## WHAT IS NEEDED
Copy out every line below that contains the word "instance". Case counts.

## DATA SUPPLIED
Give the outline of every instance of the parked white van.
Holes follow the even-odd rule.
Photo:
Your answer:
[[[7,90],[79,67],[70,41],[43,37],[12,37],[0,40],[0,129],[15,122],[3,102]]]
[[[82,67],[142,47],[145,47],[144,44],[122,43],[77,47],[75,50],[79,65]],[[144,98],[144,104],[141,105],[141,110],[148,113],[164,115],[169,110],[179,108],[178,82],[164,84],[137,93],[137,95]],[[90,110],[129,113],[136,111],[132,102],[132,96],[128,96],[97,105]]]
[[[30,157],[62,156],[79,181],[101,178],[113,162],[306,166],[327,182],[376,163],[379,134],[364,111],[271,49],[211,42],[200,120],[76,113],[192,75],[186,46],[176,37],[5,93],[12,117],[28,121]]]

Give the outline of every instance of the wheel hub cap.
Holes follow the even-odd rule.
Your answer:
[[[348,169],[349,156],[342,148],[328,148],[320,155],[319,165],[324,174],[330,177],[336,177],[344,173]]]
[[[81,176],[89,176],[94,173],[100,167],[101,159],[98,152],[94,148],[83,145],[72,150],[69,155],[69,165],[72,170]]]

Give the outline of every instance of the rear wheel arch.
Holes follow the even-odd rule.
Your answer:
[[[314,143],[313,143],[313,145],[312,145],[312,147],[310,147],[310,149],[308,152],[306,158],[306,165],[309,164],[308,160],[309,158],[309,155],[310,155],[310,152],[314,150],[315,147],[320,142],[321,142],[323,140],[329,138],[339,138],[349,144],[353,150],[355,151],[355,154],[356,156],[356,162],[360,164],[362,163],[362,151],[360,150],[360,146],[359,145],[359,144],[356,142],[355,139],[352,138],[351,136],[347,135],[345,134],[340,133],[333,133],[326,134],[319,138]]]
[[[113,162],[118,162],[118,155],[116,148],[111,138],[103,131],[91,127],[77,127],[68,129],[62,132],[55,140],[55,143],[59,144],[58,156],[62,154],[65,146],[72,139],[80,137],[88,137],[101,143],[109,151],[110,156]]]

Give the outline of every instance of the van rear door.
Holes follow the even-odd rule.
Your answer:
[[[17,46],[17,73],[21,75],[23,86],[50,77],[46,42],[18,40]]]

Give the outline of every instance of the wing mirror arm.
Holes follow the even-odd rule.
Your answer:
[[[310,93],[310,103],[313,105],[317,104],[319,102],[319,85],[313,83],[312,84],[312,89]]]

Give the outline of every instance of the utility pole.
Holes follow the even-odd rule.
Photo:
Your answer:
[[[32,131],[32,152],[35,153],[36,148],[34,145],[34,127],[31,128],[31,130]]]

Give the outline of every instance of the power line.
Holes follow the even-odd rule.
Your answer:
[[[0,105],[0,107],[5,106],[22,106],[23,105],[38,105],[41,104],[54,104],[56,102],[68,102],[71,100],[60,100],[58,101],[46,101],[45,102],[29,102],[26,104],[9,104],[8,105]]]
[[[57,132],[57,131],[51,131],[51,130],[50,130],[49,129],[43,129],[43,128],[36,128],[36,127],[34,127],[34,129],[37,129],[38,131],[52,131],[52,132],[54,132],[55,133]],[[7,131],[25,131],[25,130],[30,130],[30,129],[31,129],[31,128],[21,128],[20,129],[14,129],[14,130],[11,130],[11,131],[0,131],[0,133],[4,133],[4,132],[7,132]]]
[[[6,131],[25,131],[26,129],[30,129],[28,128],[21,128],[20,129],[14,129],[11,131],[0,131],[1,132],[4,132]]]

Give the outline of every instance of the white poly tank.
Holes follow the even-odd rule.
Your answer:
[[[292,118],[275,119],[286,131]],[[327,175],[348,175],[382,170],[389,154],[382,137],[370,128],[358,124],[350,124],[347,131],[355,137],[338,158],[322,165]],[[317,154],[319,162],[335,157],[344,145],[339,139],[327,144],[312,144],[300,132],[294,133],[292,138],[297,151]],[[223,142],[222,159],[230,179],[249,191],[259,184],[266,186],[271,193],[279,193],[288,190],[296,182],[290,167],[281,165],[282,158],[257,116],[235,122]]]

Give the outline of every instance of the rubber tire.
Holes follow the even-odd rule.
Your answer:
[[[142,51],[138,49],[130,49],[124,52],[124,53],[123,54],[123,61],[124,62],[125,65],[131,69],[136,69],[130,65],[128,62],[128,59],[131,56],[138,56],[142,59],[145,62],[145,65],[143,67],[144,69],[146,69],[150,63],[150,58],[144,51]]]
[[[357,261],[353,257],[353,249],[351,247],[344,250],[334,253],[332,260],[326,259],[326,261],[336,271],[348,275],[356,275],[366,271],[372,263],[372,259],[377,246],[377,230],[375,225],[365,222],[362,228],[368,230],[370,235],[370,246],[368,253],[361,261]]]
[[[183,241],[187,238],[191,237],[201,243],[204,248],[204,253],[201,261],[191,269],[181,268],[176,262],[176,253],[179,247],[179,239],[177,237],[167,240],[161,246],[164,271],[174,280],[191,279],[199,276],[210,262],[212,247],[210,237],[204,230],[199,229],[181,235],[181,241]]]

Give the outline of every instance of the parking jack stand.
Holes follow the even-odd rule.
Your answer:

## EXPECTED OUTPUT
Give the outline of every instance of the parked white van.
Give the outline of every instance of the wheel hub cap.
Give the outline of every instance of the rear wheel arch.
Give the outline of every instance of the van rear door.
Give the outline of every instance of the wing mirror arm.
Give the outline of every instance of the utility pole.
Give the outline of every instance of the power line.
Give the outline of every instance of the white poly tank.
Give the outline of every instance of the rubber tire.
Give the outline of every instance of the parking jack stand.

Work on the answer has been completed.